**Problem statement**
The listing below should be printed exactly, every line of it. Skip the pictures.

**Given data**
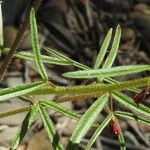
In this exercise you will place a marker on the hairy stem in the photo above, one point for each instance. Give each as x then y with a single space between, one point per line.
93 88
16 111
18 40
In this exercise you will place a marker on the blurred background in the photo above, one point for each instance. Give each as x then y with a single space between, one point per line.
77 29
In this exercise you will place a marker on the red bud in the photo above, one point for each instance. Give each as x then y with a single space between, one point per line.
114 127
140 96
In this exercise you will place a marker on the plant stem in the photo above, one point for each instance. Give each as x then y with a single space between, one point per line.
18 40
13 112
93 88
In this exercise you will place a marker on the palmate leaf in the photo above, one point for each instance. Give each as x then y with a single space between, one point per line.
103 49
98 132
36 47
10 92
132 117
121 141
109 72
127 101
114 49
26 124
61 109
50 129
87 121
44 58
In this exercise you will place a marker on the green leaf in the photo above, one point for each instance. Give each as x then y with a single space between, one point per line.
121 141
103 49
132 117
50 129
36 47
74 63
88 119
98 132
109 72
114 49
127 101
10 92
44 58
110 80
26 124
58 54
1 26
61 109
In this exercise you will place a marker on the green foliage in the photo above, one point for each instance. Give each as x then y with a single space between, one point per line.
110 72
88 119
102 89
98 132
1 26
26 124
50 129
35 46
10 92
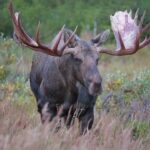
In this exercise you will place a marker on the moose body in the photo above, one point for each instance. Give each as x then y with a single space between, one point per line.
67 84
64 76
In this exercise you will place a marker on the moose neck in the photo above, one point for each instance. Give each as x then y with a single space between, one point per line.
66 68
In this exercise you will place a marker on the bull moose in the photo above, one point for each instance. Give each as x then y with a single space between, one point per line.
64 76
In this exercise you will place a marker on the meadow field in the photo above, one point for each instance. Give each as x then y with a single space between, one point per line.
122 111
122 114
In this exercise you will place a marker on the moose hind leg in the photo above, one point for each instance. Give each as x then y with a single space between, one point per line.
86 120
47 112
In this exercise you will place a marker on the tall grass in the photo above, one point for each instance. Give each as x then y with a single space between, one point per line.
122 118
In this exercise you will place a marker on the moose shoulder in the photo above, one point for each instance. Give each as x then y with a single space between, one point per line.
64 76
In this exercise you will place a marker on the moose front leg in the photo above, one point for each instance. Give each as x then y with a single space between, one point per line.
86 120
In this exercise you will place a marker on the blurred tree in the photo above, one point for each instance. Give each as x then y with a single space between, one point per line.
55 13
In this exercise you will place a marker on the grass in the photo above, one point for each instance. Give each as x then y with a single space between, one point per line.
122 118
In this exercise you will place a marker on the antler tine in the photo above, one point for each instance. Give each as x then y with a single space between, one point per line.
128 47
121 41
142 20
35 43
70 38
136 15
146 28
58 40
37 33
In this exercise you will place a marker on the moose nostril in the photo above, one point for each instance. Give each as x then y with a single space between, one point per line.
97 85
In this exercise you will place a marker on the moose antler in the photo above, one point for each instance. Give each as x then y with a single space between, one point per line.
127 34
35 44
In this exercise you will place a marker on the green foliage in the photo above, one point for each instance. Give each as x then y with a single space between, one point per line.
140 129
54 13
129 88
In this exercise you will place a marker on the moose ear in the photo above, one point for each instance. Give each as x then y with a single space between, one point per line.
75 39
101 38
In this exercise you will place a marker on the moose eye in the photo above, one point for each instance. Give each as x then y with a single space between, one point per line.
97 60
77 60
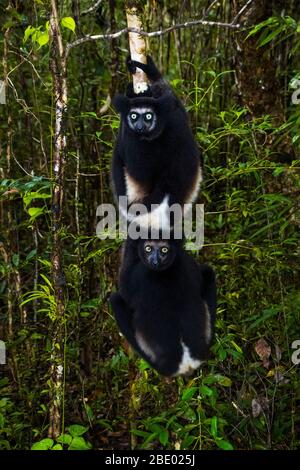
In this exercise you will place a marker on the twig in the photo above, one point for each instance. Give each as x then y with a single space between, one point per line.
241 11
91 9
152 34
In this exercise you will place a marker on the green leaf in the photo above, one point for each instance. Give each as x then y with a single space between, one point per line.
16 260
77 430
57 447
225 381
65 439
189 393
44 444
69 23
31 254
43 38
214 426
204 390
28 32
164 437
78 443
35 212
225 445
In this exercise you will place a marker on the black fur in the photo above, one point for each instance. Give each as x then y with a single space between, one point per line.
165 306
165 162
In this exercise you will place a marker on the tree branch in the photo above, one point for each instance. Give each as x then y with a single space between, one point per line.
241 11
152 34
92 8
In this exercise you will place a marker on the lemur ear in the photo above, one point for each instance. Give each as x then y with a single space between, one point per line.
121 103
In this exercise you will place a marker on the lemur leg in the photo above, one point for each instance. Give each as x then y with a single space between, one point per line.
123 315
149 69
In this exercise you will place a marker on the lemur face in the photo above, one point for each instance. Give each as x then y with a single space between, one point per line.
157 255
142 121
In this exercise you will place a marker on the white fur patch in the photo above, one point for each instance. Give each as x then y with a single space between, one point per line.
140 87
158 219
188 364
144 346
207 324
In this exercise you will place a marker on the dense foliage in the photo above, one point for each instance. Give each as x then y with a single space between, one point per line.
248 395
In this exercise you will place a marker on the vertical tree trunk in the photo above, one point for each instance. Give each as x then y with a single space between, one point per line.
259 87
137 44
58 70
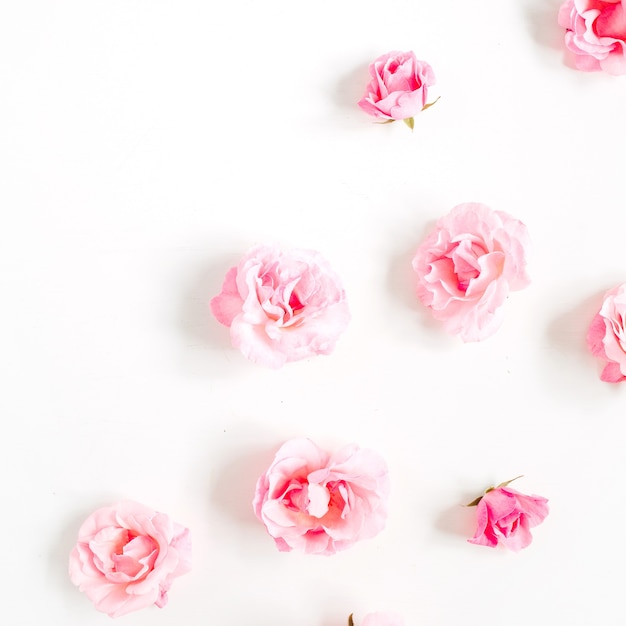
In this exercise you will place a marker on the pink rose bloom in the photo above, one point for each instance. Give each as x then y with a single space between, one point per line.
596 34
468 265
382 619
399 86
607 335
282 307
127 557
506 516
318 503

**Full solution**
In this exercise you will place a marker on the hairy stem in the photo above, one point for each instance. Give each as x then y with a single space between, one point per line.
93 88
16 111
18 40
In this exercise you will place a marker on the blurred background in the photo above, one point for each instance. Give each as x then y with a single space between, one point per line.
77 29
In this exercise you will place a marker on the red bud in the photo above, one point for each instance. Give each as x then y with a single space between, one point per line.
114 127
140 96
In this exercise you will place a marker on the plant stem in the photo above, one point for each instance. Give each as x then y with a single space between, one point per line.
18 40
13 112
93 88
In this exercise you will place a marker on the palmate leaf in the photo above, one point for each instance. Give each as x then y with a single space between, one point per line.
103 49
98 132
36 47
10 92
132 117
121 141
109 72
127 101
114 49
26 124
61 109
50 129
87 121
44 58
In this exercise you will place a marker on the green leaf in the photo above, one point for each instance. Give each as x then y with a single space between, one point per line.
121 141
103 49
132 117
50 129
36 47
74 63
88 119
98 132
109 72
114 49
127 101
10 92
44 58
110 80
26 124
58 54
1 26
61 109
In this exercise you will place a marker on the green foliage in the photo above, one point for each instance. Give each as x then y with a single space between, one point per line.
110 72
88 119
102 89
98 132
1 26
26 124
50 129
35 46
10 92
In this exercise you will place a marker on the moose body in the photo above, one point for each instance. Give each as x then y with a single space between, one point per line.
67 84
64 76
In this exercise you will place a marker on the moose neck in the photo above, one point for each instance. Give each as x then y with a single space between, one point per line.
66 68
In this exercise you will place a marker on the bull moose in the photo above, one point for each instance. Give each as x then y with a single space between, one point per line.
64 76
In this exercise you will place a marker on the meadow field in the photo above, one point for each instance. Give each as x then y with a single space between, one point per line.
122 111
122 114
In this exercise you will place a marker on the moose hind leg in the photo above, one point for each instance. Give each as x then y with a single space between, one point per line.
86 120
47 112
In this exercise you will place a marker on the tall grass in the photo above, one point for each instance. Give each as x then y with a single space between, one point per line.
122 118
In this exercise you will place a marker on the moose shoulder in the photo above, one point for each instance. Give each as x then y with a single space between, one point per line.
64 76
In this exercise you will place a marker on the moose front leg in the photo above, one point for each instance. Give each as x then y with a single space between, one point per line.
86 120
In this exercise you will place a marker on the blurred tree in the photo above, one point for each instance. Give each as x then y with a single space between, one point per line.
55 13
In this exercise you will place a marker on the grass in the photo above, one point for each instance. Give each as x then y with a single space between, one point per line.
122 118
In this exercise you will place a marker on the antler tine in the photo above, one point for each instance. Give each as x then y with a single space between, one point per line.
128 47
121 41
142 20
35 43
70 38
136 15
146 28
58 40
37 33
In this exercise you will place a marker on the moose nostril in the photo above, one point for each instance. Give each as x then y with a single space between, one point per line.
97 85
In this exercise you will place a marker on the moose antler in the photo above, one point for each instance. Give each as x then y with a single space between, one point per line.
127 34
35 44
In this exercise you will place a marker on the green foliage in the photo above, one point for each instance. Give each as x then y with a single space between, one point per line.
140 129
54 13
129 88
In this exercise you will place a marker on the moose ear in the photo above, one point for each instance. Give each as x then y with a single space between, one point per line.
75 39
101 38
In this exercise you will place a marker on the moose eye in the photo above, one point for each instance. Give each as x then y with a single space between, one point per line.
97 60
77 60
In this exercise you will place a marker on the twig in the photo above, one point for each instance. Give each as x then y with a single space between, one point per line.
241 11
91 9
152 34
In this exercise you will place a marker on the green leaf in the photo above, one point for each instance. Give each as x then y with a single space between, one point per line.
16 260
77 430
57 447
225 381
65 439
189 393
44 444
69 23
31 254
43 38
214 426
204 390
28 32
164 437
78 443
35 212
225 445
In this exercise you will place a marker on the black fur in the photo above, one point for each instance. Give each as x then y with a single space between, one point per line.
165 306
165 162
In this exercise you will place a marker on the tree branch in the photo above, one point for each instance. Give each as x then y with a single space between, one point per line.
241 11
152 34
92 8
In this exercise you will place a marker on the lemur ear in the photo above, one point for each instance. Give each as x then y with a single space between, one point per line.
121 103
In this exercise you will place a marker on the lemur leg in the photo above, one point for each instance. Give each as x then y with a single space between, one point per line.
123 315
149 69
In this exercise you will place a marker on the lemur face in the photo above, one point for each instance. Give each as x then y with a single space between, one point per line.
157 255
142 121
In this exercise you will place a marker on the white fur patch in the photo above, one point for each instance. Give each as x then y with a single space between, one point per line.
140 87
158 219
188 364
144 346
207 324
In this exercise you will place a marker on the dense foliage in the photo above, one point for each instance. Give each as x then y with a single space between, one point per line.
248 395
In this exercise you will place a marker on the vertical tree trunk in the photo above, one point for each instance. Give each as x then y with a single space between, one point per line.
259 87
137 44
58 70
In this exercise you will place a marker on the pink rose bloom in the photo above, one point for each instance. Give each as x then y with a single space between, one point per line.
596 34
468 265
382 619
399 86
607 335
282 307
127 557
506 516
318 503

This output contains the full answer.